───── DOCUMENT PASSAGE ─────

During the evening of Monday, June 25, the first-ever bunkering of liquefied biogas (LBG) took place at the Port of Gothenburg. Fure Vinga, owned by the Donsö-based shipping company Furetank, took on 40 cubic metres of LBG directly from a road tanker parked at the quayside. The bunkering took place at the Stena Line methanol bunkering facility at the Majnabbe Harbour, and passed without incident.
“It was a successful operation that demonstrates that we are fully prepared, with routines and operating instructions for bunkering and for operating our LNG vessels using LBG. We have now run the engines and it is simply a case of noting that everything works just as well using LBG as it does using LNG,” said Lars Höglund, Furetank chief executive, following the vessel’s departure from the Majnabbe Harbour on Tuesday morning.
Normally, Fure Vinga runs on liquefied natural gas (LNG), which has become an increasingly common fuel among vessels calling at the Port of Gothenburg in recent years. In 2016, there were 26 LNG calls at the Port of Gothenburg. In 2017, the figure had risen to 111, and the upward trend is set to continue during 2018.
The content of LNG and LBG is essentially the same – they both comprise almost 100 per cent methane. What sets the fuels apart is the production process. LNG is extracted from the ground, whilst LBG is a fossil-free, renewable fuel, produced from organic waste.

─────

• WHAT IS ASKED:
a) Quote the Gothenburg bunkering article from "Normally, Fure Vinga" to "continue during 2018.", inclusive.
b) Answer these questions using the Gothenburg bunkering article:
(i) How much LBG did Fure Vinga take on from the road tanker?
(ii) How many LNG calls did the Port of Gothenburg have in 2017?
(iii) From what is LBG produced?
c) Carry on the Gothenburg bunkering article from its final sentence.

───── EXTRACTED DATA ─────

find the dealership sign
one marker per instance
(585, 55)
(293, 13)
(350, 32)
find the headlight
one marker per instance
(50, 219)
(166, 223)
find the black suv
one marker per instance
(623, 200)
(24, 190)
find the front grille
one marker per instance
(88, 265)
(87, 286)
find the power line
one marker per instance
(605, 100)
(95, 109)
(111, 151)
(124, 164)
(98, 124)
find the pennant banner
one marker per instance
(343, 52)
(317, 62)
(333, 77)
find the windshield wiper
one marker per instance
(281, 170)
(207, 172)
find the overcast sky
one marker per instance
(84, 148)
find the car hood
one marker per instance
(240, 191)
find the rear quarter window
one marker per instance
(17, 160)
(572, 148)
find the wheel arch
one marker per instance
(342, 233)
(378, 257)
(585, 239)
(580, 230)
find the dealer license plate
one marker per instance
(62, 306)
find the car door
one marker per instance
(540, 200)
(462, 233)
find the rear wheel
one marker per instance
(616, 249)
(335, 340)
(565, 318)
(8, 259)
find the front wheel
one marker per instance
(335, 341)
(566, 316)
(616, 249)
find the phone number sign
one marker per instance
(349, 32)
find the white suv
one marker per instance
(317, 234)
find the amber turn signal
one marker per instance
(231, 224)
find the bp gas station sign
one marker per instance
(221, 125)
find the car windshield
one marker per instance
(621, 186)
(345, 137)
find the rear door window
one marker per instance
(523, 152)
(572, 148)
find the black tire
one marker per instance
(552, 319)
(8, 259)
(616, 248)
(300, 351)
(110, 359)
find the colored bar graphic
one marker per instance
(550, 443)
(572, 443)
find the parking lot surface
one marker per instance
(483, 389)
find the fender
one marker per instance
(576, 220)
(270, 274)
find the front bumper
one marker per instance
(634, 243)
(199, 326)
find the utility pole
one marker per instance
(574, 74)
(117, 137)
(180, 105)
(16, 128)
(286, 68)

─────

• ANSWERS FOR THE EXERCISE:
a)
Normally, Fure Vinga runs on liquefied natural gas (LNG), which has become an increasingly common fuel among vessels calling at the Port of Gothenburg in recent years. In 2016, there were 26 LNG calls at the Port of Gothenburg. In 2017, the figure had risen to 111, and the upward trend is set to continue during 2018.

b)
(i) 40 cubic metres
(ii) 111
(iii) Organic waste

c)
The almost identical chemical composition of the two fuels means that engines that run on LNG can also run on LBG. Consequently, the infrastructure which is currently being built for LNG can also be used for LBG. The transition to LBG does not require any extra investment in new vessels for the shipping companies that are already using LNG, or in a new pipeline infrastructure for the companies that are currently supplying LNG.
“The LBG that was bunkered on Monday came from the biogas facility in Lidköping, owned by Skangas’s parent company Gasum. Skangas already supplies vessels at the Port of Gothenburg with LNG. However, the volume of LBG that is currently being produced is still not sufficient to satisfy the needs of the shipping sector,” said Lars Höglund.
“We would have liked to have pumped more LBG into our tanks, but unfortunately supply is limited. I know there is a considerable demand from the market, both from us and other players in the shipping sector. I now hope that suppliers will make an even greater effort to open the eyes of the shipping community to the potential of LBG,” Lars Höglund concluded.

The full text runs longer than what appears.